■ TASK INSTRUCTIONS
Below is the data. Give it again, complete and exact.

■ DATA SUPPLIED
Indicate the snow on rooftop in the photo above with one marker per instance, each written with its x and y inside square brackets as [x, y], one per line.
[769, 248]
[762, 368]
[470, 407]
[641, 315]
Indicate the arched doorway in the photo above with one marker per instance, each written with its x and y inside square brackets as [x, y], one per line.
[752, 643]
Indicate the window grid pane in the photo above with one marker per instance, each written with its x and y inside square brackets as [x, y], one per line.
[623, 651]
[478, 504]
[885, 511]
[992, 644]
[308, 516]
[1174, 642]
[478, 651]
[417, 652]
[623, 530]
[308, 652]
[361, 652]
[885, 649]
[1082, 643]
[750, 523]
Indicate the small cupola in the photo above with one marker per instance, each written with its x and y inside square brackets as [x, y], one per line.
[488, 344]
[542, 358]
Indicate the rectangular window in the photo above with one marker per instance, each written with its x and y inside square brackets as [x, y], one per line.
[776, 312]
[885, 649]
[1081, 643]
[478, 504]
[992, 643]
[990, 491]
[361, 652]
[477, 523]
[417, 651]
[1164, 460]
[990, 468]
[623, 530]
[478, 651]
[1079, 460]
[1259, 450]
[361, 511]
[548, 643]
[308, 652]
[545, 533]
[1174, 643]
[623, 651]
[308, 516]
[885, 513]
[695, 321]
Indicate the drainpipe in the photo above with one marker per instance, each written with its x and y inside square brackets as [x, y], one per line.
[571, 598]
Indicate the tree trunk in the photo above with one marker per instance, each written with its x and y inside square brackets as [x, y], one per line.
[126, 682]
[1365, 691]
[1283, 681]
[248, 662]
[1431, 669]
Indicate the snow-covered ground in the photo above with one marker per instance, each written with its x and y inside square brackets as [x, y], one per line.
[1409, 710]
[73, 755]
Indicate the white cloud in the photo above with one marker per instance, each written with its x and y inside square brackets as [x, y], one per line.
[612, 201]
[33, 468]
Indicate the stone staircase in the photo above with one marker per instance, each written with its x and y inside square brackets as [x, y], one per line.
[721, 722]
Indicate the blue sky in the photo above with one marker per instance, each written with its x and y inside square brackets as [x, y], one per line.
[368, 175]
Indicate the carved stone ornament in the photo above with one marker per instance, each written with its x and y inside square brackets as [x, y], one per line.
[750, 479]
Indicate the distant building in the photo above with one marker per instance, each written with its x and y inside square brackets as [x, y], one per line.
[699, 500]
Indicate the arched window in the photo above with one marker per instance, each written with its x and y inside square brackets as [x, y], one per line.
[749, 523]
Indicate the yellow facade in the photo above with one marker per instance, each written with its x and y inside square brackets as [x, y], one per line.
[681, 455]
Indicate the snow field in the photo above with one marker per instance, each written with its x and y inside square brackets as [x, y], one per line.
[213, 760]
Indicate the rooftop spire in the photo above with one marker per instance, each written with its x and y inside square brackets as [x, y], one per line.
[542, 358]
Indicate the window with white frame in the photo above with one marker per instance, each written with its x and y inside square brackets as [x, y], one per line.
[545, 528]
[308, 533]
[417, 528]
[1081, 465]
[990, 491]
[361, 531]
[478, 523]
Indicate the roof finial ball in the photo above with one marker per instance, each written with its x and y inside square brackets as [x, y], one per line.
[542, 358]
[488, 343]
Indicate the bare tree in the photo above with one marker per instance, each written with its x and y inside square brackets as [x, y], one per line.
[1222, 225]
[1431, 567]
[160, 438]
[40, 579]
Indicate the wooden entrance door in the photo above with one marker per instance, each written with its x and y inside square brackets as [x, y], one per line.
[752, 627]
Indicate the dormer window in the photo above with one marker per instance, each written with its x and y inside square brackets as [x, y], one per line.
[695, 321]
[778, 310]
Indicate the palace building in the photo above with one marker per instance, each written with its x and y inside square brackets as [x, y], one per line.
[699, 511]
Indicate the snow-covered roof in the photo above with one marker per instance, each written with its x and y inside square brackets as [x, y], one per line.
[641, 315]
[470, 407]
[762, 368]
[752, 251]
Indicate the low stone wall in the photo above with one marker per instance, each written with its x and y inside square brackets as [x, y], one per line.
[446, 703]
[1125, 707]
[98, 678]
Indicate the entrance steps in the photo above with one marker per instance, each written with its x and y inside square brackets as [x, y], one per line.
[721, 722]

■ CORRECT RESPONSE
Indicate the snow on rooftop in the photo above with one marker per instance, each written with its x and y inside square brackets as [x, y], one per line.
[769, 248]
[762, 368]
[470, 407]
[641, 315]
Indicate the arched doorway in the photo above with one marker per instance, each written with its x and y inside square brackets as [x, y], one per line.
[752, 643]
Indicate the window grid pane in the photo above with one marker per instance, each written with its x and y inside square brackets as [x, y], one per line.
[623, 651]
[478, 504]
[885, 511]
[992, 644]
[308, 516]
[1174, 642]
[478, 651]
[417, 652]
[623, 530]
[308, 652]
[361, 652]
[885, 649]
[1082, 643]
[750, 523]
Indicate the small cupola in the photo above with one marker per instance, each written with its x and y inside square brackets as [x, y], one per line.
[488, 344]
[542, 358]
Indicate the rectangular window in the photo above with one marker per instance, each written with its x and y inside square brackets as [x, y], one per line.
[776, 312]
[885, 649]
[1081, 643]
[478, 504]
[992, 643]
[990, 491]
[361, 652]
[477, 523]
[417, 651]
[1164, 460]
[990, 468]
[623, 530]
[478, 651]
[1079, 460]
[1259, 450]
[361, 511]
[548, 643]
[308, 652]
[545, 533]
[1174, 643]
[623, 651]
[308, 516]
[885, 513]
[695, 321]
Indicate the drainpipe in the photo above with one marker per instance, each written with its x and y inside square brackets as [x, y], one per line.
[571, 598]
Indicate the tree trunk in the photo above with one marker per instance, each written with its x and y inside square brackets as [x, y], one per line.
[126, 682]
[1365, 691]
[1283, 681]
[248, 662]
[1431, 669]
Indicate the snow-covered ground in the photo above with one marker per instance, each written with its x and y inside square brackets as [x, y], one per line.
[1409, 710]
[73, 755]
Indicate the white cloud in the photo above with one marker per instance, each written with its x and y inside square brackets as [x, y], one per line.
[612, 201]
[33, 468]
Indicate the stone staircase in the photo above with one marker per instance, each written with its x and y inside square brackets as [x, y], one per line.
[721, 722]
Indicate the blue sky in the photo above with one marker per instance, each written with its x and y inside square brackets as [x, y], one per line.
[368, 175]
Indicate the carved stone ornament in the photo above with one marker per instance, each written with its x and y inside square brackets as [x, y], one per line.
[750, 479]
Indicate the distant building in the photo above with one marker per instance, each written with its x and y inside square brackets as [x, y], one per line.
[699, 500]
Indicate the arched window in the photo above with one marker per instance, each written with its x and y inside square brackets as [x, y], one per line.
[749, 523]
Indicate the yellow facade in the photo above with one marker per instance, each written with its x and y inside square brackets as [x, y], one per line.
[681, 455]
Indicate the snow field in the photo above with one marker per instance, each written with its x and y inside square brackets as [x, y], one per line.
[213, 760]
Indicate the rooftop spire in the photo above with one marker per instance, each written with its x and y inside square brackets as [x, y], one per line.
[542, 358]
Indicate the window with white frame in the photo above with one marker per instance, each written with its x and y inside square brackets as [x, y], one per line.
[545, 528]
[308, 533]
[417, 528]
[1081, 465]
[990, 491]
[361, 531]
[478, 523]
Indicate the roof finial ball in the photo above with one marker per instance, each written with its x and y inside square brackets as [x, y], one per line.
[542, 358]
[488, 343]
Indicate the bare tree in the photo above with one marker per instance, each written with its x and y inside square brackets as [x, y], one per line.
[1222, 225]
[1431, 567]
[160, 438]
[40, 579]
Indicate the wooden entrance door in the photo above with one marker per instance, each written with its x and y inside square brackets as [x, y], one per line.
[752, 627]
Indicate the dormer window in the photo above with one marker per instance, each written with its x and y inside square brackets as [x, y], one per line.
[695, 321]
[778, 310]
Indicate the palace building in the photo above with one marker per instance, each written with its x and y inside square brackets as [x, y], one per line.
[699, 511]
Indicate the snow-covered roof in the photo above with one marker per instance, each written with its x and y inside square brackets as [x, y], one per line.
[641, 315]
[470, 407]
[762, 368]
[752, 251]
Indicate the low stone wall in the photo above with one marker per instance, each written with its x and y inside square brackets as [x, y], one per line.
[446, 703]
[1125, 707]
[98, 678]
Indicate the entrance steps in the photo above with one marker per instance, each written with its x and y inside square brackets as [x, y], one per line.
[721, 722]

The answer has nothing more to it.